What to do
Please retype the material beneath this task exactly, starting with its first line and finishing with the line containing "Return the mask".

___

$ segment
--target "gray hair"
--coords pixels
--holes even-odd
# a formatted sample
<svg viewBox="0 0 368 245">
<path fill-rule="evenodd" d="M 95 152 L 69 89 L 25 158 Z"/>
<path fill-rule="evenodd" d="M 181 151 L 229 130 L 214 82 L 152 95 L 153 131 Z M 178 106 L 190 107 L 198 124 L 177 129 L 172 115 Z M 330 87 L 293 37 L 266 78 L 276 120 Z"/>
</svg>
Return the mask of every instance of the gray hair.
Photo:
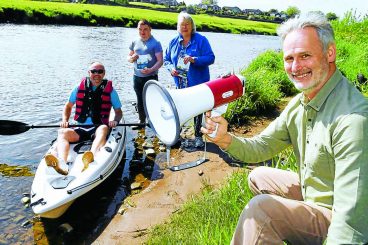
<svg viewBox="0 0 368 245">
<path fill-rule="evenodd" d="M 322 44 L 323 52 L 326 52 L 331 44 L 335 44 L 335 34 L 330 22 L 322 12 L 311 11 L 289 19 L 281 24 L 277 29 L 277 34 L 284 42 L 286 36 L 295 30 L 312 27 L 316 29 L 319 40 Z"/>
<path fill-rule="evenodd" d="M 192 23 L 192 34 L 194 34 L 197 31 L 197 28 L 196 28 L 196 25 L 194 23 L 194 20 L 193 20 L 192 16 L 190 16 L 190 14 L 188 14 L 185 11 L 180 12 L 179 15 L 178 15 L 178 24 L 177 24 L 178 31 L 180 29 L 181 19 L 189 20 Z"/>
<path fill-rule="evenodd" d="M 89 64 L 89 66 L 88 66 L 88 69 L 90 69 L 92 66 L 94 66 L 94 65 L 100 65 L 100 66 L 102 66 L 103 68 L 104 68 L 104 70 L 106 70 L 105 69 L 105 66 L 102 64 L 102 62 L 100 62 L 100 61 L 98 61 L 98 60 L 94 60 L 94 61 L 92 61 L 90 64 Z"/>
</svg>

___

Expected answer
$ segment
--target "gray hair"
--coords pixels
--holes even-odd
# a formatted sample
<svg viewBox="0 0 368 245">
<path fill-rule="evenodd" d="M 95 152 L 69 89 L 25 158 Z"/>
<path fill-rule="evenodd" d="M 181 151 L 229 130 L 214 82 L 152 95 L 153 131 Z M 178 106 L 190 107 L 198 124 L 177 129 L 172 115 Z M 330 87 L 293 37 L 266 78 L 276 120 Z"/>
</svg>
Return the mask of every instance of the gray hair.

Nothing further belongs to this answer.